• TASK REQUIREMENTS
Reproduce, word for word, the part of the text on hypochondria and the internet that opens with the words containing "The internet teaches" and closes with "downward from there.".

• STUDY TEXT
■ ■ ■

The internet teaches you a lot of things. How to bully a stranger. How to survive a
bully a you barely know. Ten things to watch before you die. Ten ways to make a
man fall in love with you. How to make
your life seem more interesting than what it is because YOLO. The internet is
like a cabinet of curiosity, if you open the right drawer, you could end up
being popular or even smarter. But if you happen to be a hypochondriac like me,
you could unleash upon yourself a world of misery or in Web MD’s lexicon, an
“Irritable Bowel Syndrome”, and things only spiral downward from there.
I can’t remember when exactly I began to worry about my
health. It certainly didn’t happen overnight. I wasn’t raised in the shadows of
a hypochondriac. All I remember is waking up in the middle of the night and
breaking into a cold sweat as my eyeballs lurked the dark, grisly corridors of
WebMD and Symptom checker. Tingling hands, bloated tummy, nausea,
day-time headache, night-time headache, pain in the chest, heart palpitations..

■ ■ ■

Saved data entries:
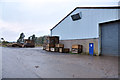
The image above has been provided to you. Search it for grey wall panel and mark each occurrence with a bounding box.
[101,22,118,55]
[52,9,118,40]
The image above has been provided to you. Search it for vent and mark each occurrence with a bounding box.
[71,13,81,21]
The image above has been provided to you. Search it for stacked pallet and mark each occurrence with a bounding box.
[71,44,82,53]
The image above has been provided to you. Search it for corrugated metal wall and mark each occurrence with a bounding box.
[52,9,118,40]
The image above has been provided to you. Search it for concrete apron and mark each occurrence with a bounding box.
[60,38,99,55]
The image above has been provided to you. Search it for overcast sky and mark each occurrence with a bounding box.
[0,0,119,41]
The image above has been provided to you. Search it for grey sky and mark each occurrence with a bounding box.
[0,0,119,41]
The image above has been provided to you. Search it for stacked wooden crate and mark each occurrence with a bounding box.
[71,44,82,53]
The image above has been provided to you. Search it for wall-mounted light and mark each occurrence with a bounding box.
[71,12,82,21]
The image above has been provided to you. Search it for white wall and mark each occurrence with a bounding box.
[52,9,118,40]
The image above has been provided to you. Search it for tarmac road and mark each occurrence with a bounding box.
[2,47,118,78]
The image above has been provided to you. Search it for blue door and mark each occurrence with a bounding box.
[89,43,94,55]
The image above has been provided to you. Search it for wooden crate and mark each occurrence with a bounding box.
[59,48,64,53]
[55,47,59,52]
[72,44,82,49]
[50,48,55,52]
[72,48,82,53]
[46,44,55,47]
[63,48,70,53]
[45,47,50,51]
[55,44,64,48]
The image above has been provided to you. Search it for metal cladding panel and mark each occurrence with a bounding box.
[118,22,120,56]
[101,22,119,56]
[52,9,118,40]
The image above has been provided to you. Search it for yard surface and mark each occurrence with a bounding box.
[2,47,118,78]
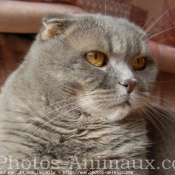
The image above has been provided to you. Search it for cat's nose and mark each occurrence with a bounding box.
[119,79,137,94]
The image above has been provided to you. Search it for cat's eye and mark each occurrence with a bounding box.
[132,57,146,70]
[85,51,106,67]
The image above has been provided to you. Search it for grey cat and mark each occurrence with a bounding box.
[0,14,174,175]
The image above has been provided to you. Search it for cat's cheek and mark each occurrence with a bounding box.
[106,105,131,122]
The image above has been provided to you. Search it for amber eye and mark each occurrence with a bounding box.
[85,51,106,67]
[132,57,146,70]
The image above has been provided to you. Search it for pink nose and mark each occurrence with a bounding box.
[119,79,137,94]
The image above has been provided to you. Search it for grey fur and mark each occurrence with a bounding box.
[0,14,157,175]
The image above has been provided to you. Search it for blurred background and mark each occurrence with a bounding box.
[0,0,175,110]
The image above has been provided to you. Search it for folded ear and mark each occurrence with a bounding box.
[41,14,73,40]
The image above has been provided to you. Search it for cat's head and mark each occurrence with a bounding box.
[32,14,157,121]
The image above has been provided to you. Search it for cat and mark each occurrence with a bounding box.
[0,14,173,175]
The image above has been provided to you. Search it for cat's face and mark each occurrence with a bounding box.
[33,15,157,121]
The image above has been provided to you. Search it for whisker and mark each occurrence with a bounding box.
[33,98,109,135]
[152,103,175,122]
[149,13,173,35]
[141,105,166,140]
[151,95,175,107]
[13,91,96,135]
[148,105,175,136]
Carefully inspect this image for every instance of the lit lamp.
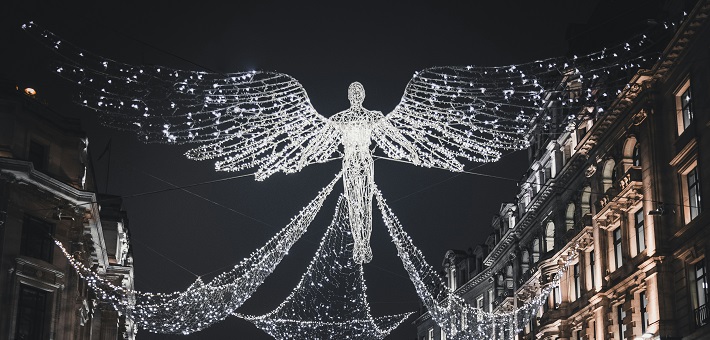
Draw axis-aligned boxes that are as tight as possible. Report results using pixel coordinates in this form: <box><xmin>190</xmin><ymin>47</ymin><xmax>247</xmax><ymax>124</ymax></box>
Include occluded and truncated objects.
<box><xmin>648</xmin><ymin>203</ymin><xmax>675</xmax><ymax>216</ymax></box>
<box><xmin>25</xmin><ymin>87</ymin><xmax>37</xmax><ymax>97</ymax></box>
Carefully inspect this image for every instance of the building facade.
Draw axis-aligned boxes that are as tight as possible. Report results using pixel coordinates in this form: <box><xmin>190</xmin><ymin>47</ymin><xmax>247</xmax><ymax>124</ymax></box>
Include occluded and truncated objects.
<box><xmin>415</xmin><ymin>0</ymin><xmax>710</xmax><ymax>340</ymax></box>
<box><xmin>0</xmin><ymin>82</ymin><xmax>135</xmax><ymax>340</ymax></box>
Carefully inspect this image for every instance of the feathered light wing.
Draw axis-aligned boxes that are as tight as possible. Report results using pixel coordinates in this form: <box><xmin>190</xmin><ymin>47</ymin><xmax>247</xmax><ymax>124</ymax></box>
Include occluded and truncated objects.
<box><xmin>373</xmin><ymin>37</ymin><xmax>646</xmax><ymax>171</ymax></box>
<box><xmin>24</xmin><ymin>24</ymin><xmax>340</xmax><ymax>180</ymax></box>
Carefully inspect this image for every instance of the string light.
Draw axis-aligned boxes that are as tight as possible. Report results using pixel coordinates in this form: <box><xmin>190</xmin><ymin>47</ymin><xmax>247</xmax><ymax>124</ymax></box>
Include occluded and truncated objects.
<box><xmin>55</xmin><ymin>174</ymin><xmax>341</xmax><ymax>334</ymax></box>
<box><xmin>374</xmin><ymin>189</ymin><xmax>582</xmax><ymax>340</ymax></box>
<box><xmin>23</xmin><ymin>23</ymin><xmax>660</xmax><ymax>339</ymax></box>
<box><xmin>235</xmin><ymin>195</ymin><xmax>411</xmax><ymax>339</ymax></box>
<box><xmin>23</xmin><ymin>23</ymin><xmax>647</xmax><ymax>263</ymax></box>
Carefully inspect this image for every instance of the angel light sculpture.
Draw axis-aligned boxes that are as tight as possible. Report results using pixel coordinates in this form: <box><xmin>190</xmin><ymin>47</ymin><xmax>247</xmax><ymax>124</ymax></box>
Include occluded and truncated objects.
<box><xmin>23</xmin><ymin>23</ymin><xmax>648</xmax><ymax>263</ymax></box>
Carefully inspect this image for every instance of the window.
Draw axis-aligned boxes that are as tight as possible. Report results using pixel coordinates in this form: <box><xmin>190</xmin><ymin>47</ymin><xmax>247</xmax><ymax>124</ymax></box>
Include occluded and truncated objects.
<box><xmin>15</xmin><ymin>285</ymin><xmax>49</xmax><ymax>340</ymax></box>
<box><xmin>639</xmin><ymin>292</ymin><xmax>648</xmax><ymax>334</ymax></box>
<box><xmin>612</xmin><ymin>228</ymin><xmax>624</xmax><ymax>269</ymax></box>
<box><xmin>676</xmin><ymin>80</ymin><xmax>693</xmax><ymax>135</ymax></box>
<box><xmin>488</xmin><ymin>289</ymin><xmax>494</xmax><ymax>313</ymax></box>
<box><xmin>631</xmin><ymin>143</ymin><xmax>641</xmax><ymax>166</ymax></box>
<box><xmin>693</xmin><ymin>260</ymin><xmax>708</xmax><ymax>326</ymax></box>
<box><xmin>545</xmin><ymin>221</ymin><xmax>555</xmax><ymax>252</ymax></box>
<box><xmin>565</xmin><ymin>203</ymin><xmax>576</xmax><ymax>230</ymax></box>
<box><xmin>572</xmin><ymin>263</ymin><xmax>582</xmax><ymax>300</ymax></box>
<box><xmin>476</xmin><ymin>295</ymin><xmax>484</xmax><ymax>321</ymax></box>
<box><xmin>552</xmin><ymin>285</ymin><xmax>562</xmax><ymax>309</ymax></box>
<box><xmin>589</xmin><ymin>250</ymin><xmax>596</xmax><ymax>290</ymax></box>
<box><xmin>685</xmin><ymin>167</ymin><xmax>702</xmax><ymax>221</ymax></box>
<box><xmin>634</xmin><ymin>208</ymin><xmax>646</xmax><ymax>254</ymax></box>
<box><xmin>616</xmin><ymin>304</ymin><xmax>626</xmax><ymax>339</ymax></box>
<box><xmin>20</xmin><ymin>216</ymin><xmax>54</xmax><ymax>263</ymax></box>
<box><xmin>27</xmin><ymin>140</ymin><xmax>47</xmax><ymax>171</ymax></box>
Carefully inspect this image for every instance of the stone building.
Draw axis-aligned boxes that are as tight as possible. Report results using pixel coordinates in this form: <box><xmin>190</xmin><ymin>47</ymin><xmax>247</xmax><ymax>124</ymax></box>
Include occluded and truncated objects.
<box><xmin>0</xmin><ymin>82</ymin><xmax>135</xmax><ymax>340</ymax></box>
<box><xmin>415</xmin><ymin>0</ymin><xmax>710</xmax><ymax>340</ymax></box>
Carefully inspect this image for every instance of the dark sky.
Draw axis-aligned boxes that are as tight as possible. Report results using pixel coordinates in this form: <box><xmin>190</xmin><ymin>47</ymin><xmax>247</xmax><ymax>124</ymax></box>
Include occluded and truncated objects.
<box><xmin>0</xmin><ymin>0</ymin><xmax>668</xmax><ymax>340</ymax></box>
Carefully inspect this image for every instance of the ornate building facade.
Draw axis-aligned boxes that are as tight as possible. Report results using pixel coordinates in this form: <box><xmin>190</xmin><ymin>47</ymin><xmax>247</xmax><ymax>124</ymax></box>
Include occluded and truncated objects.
<box><xmin>0</xmin><ymin>83</ymin><xmax>135</xmax><ymax>340</ymax></box>
<box><xmin>415</xmin><ymin>0</ymin><xmax>710</xmax><ymax>340</ymax></box>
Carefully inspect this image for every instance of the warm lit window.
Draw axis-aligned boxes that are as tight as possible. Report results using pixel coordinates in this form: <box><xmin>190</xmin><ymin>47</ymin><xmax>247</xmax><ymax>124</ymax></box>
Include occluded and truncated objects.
<box><xmin>639</xmin><ymin>292</ymin><xmax>648</xmax><ymax>334</ymax></box>
<box><xmin>616</xmin><ymin>304</ymin><xmax>626</xmax><ymax>339</ymax></box>
<box><xmin>612</xmin><ymin>228</ymin><xmax>624</xmax><ymax>269</ymax></box>
<box><xmin>572</xmin><ymin>263</ymin><xmax>582</xmax><ymax>300</ymax></box>
<box><xmin>693</xmin><ymin>260</ymin><xmax>708</xmax><ymax>326</ymax></box>
<box><xmin>676</xmin><ymin>80</ymin><xmax>693</xmax><ymax>135</ymax></box>
<box><xmin>488</xmin><ymin>289</ymin><xmax>495</xmax><ymax>313</ymax></box>
<box><xmin>20</xmin><ymin>216</ymin><xmax>54</xmax><ymax>263</ymax></box>
<box><xmin>589</xmin><ymin>250</ymin><xmax>596</xmax><ymax>290</ymax></box>
<box><xmin>631</xmin><ymin>143</ymin><xmax>641</xmax><ymax>166</ymax></box>
<box><xmin>634</xmin><ymin>208</ymin><xmax>646</xmax><ymax>254</ymax></box>
<box><xmin>552</xmin><ymin>285</ymin><xmax>562</xmax><ymax>309</ymax></box>
<box><xmin>685</xmin><ymin>167</ymin><xmax>702</xmax><ymax>220</ymax></box>
<box><xmin>15</xmin><ymin>284</ymin><xmax>49</xmax><ymax>339</ymax></box>
<box><xmin>545</xmin><ymin>221</ymin><xmax>555</xmax><ymax>252</ymax></box>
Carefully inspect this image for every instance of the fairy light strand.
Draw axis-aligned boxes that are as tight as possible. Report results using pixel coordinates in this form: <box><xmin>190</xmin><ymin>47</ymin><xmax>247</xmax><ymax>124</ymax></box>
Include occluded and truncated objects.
<box><xmin>235</xmin><ymin>195</ymin><xmax>411</xmax><ymax>340</ymax></box>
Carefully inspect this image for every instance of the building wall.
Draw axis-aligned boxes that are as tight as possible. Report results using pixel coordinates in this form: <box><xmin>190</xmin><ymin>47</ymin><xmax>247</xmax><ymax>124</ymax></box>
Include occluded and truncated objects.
<box><xmin>0</xmin><ymin>84</ymin><xmax>135</xmax><ymax>340</ymax></box>
<box><xmin>415</xmin><ymin>0</ymin><xmax>710</xmax><ymax>340</ymax></box>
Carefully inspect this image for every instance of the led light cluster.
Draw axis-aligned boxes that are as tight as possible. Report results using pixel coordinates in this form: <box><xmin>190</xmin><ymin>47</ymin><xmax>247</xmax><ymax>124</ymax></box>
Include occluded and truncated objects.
<box><xmin>236</xmin><ymin>196</ymin><xmax>411</xmax><ymax>340</ymax></box>
<box><xmin>55</xmin><ymin>174</ymin><xmax>341</xmax><ymax>334</ymax></box>
<box><xmin>375</xmin><ymin>189</ymin><xmax>580</xmax><ymax>340</ymax></box>
<box><xmin>23</xmin><ymin>23</ymin><xmax>647</xmax><ymax>263</ymax></box>
<box><xmin>23</xmin><ymin>23</ymin><xmax>648</xmax><ymax>338</ymax></box>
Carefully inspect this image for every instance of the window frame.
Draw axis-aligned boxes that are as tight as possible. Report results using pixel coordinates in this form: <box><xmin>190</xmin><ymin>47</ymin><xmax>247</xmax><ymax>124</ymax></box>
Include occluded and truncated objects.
<box><xmin>675</xmin><ymin>79</ymin><xmax>694</xmax><ymax>136</ymax></box>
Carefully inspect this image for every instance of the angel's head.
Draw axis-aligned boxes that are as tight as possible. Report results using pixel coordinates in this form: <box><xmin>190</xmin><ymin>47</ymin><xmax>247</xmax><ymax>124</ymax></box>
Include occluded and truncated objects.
<box><xmin>348</xmin><ymin>82</ymin><xmax>365</xmax><ymax>107</ymax></box>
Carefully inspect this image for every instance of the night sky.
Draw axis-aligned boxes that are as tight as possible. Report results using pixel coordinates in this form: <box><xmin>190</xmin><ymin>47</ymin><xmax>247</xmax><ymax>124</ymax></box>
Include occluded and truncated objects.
<box><xmin>0</xmin><ymin>0</ymin><xmax>664</xmax><ymax>340</ymax></box>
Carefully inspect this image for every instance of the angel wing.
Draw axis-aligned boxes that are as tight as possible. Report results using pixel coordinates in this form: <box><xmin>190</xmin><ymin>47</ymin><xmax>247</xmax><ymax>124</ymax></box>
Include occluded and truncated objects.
<box><xmin>373</xmin><ymin>42</ymin><xmax>643</xmax><ymax>171</ymax></box>
<box><xmin>23</xmin><ymin>23</ymin><xmax>341</xmax><ymax>180</ymax></box>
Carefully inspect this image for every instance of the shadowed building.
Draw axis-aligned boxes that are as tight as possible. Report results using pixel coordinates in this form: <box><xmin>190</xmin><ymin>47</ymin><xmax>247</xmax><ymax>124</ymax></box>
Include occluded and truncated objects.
<box><xmin>0</xmin><ymin>82</ymin><xmax>135</xmax><ymax>340</ymax></box>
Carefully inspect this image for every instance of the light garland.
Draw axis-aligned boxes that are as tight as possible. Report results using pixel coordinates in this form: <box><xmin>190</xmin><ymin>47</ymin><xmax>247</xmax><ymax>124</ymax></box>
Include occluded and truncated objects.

■ ■ ■

• RESULT OF THIS TASK
The internet teaches you a lot of things. How to bully a stranger. How to survive a
bully a you barely know. Ten things to watch before you die. Ten ways to make a
man fall in love with you. How to make
your life seem more interesting than what it is because YOLO. The internet is
like a cabinet of curiosity, if you open the right drawer, you could end up
being popular or even smarter. But if you happen to be a hypochondriac like me,
you could unleash upon yourself a world of misery or in Web MD’s lexicon, an
“Irritable Bowel Syndrome”, and things only spiral downward from there.